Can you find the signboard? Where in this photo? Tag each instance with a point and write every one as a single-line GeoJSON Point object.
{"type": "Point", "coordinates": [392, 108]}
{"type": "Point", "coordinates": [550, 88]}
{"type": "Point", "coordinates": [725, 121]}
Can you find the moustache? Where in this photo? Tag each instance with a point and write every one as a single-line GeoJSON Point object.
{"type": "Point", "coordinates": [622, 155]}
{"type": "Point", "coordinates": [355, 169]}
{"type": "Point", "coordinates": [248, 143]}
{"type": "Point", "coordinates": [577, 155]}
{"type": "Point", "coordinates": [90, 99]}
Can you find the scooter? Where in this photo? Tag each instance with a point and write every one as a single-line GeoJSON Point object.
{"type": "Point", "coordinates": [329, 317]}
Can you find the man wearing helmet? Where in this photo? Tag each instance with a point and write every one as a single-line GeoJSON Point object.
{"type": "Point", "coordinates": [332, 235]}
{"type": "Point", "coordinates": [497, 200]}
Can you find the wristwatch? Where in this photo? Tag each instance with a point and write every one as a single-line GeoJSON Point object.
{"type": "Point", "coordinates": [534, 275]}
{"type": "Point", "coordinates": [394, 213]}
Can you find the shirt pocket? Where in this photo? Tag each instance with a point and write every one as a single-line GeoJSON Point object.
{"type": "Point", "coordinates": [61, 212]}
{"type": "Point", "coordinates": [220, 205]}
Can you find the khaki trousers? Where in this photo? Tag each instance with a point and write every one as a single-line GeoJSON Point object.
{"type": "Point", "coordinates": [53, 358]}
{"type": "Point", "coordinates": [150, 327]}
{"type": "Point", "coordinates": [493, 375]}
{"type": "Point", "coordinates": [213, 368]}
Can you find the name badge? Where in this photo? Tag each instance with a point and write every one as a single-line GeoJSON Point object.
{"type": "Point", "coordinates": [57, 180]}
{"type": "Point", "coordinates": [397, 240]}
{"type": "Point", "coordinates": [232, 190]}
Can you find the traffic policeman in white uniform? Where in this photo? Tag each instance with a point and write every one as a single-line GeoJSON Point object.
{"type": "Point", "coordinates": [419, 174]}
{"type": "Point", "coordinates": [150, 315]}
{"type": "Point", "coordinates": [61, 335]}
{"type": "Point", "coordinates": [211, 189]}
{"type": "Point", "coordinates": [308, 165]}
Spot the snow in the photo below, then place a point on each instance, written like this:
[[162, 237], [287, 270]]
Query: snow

• **TASK REQUIREMENTS**
Would you please repeat the entire listing, line for line?

• **WRITTEN ANSWER**
Can you find the signboard? Where in this photo? Tag each instance with a point and write every one as a single-line GeoJSON Point object.
{"type": "Point", "coordinates": [392, 108]}
{"type": "Point", "coordinates": [550, 88]}
{"type": "Point", "coordinates": [725, 121]}
Can you find the moustache? Where in this photo? Tag each instance with a point and write every one as a single-line GeoJSON Point object.
{"type": "Point", "coordinates": [622, 155]}
{"type": "Point", "coordinates": [355, 169]}
{"type": "Point", "coordinates": [248, 143]}
{"type": "Point", "coordinates": [577, 155]}
{"type": "Point", "coordinates": [90, 99]}
Can you find the scooter? Where in this photo? Tag each instance with a point and write every one as a single-line GeoJSON Point object.
{"type": "Point", "coordinates": [329, 317]}
Can you find the man wearing helmet? Where in this photo? Tag each instance with a point and write every one as a single-line GeoJSON Point object.
{"type": "Point", "coordinates": [332, 235]}
{"type": "Point", "coordinates": [497, 200]}
Can you find the wristwatch? Where in this photo? Tag each instance with a point and write every one as a single-line GeoJSON Point object.
{"type": "Point", "coordinates": [534, 275]}
{"type": "Point", "coordinates": [394, 213]}
Can you find the shirt pocket? Where in this photo? Tag each instance with a point and write every one as a single-line GeoJSON Point object.
{"type": "Point", "coordinates": [61, 212]}
{"type": "Point", "coordinates": [220, 205]}
Can you find the khaki trousers? Where in this photo? Tag each instance with a point and write every one as a single-line GeoJSON Point object.
{"type": "Point", "coordinates": [53, 358]}
{"type": "Point", "coordinates": [150, 327]}
{"type": "Point", "coordinates": [493, 375]}
{"type": "Point", "coordinates": [213, 368]}
Can you find the name badge? Where in this photo? Tag each instance with a point and write every one as a single-line GeoJSON Point object.
{"type": "Point", "coordinates": [57, 180]}
{"type": "Point", "coordinates": [397, 240]}
{"type": "Point", "coordinates": [232, 190]}
Can you find the traffic policeman in white uniform? Where in this photo? Tag each instance with a point and write every one as a single-line GeoJSON Point object.
{"type": "Point", "coordinates": [419, 174]}
{"type": "Point", "coordinates": [150, 315]}
{"type": "Point", "coordinates": [61, 335]}
{"type": "Point", "coordinates": [211, 189]}
{"type": "Point", "coordinates": [308, 165]}
Spot the snow in the photo below, then place a point on each instance, written like this:
[[162, 237], [287, 270]]
Query: snow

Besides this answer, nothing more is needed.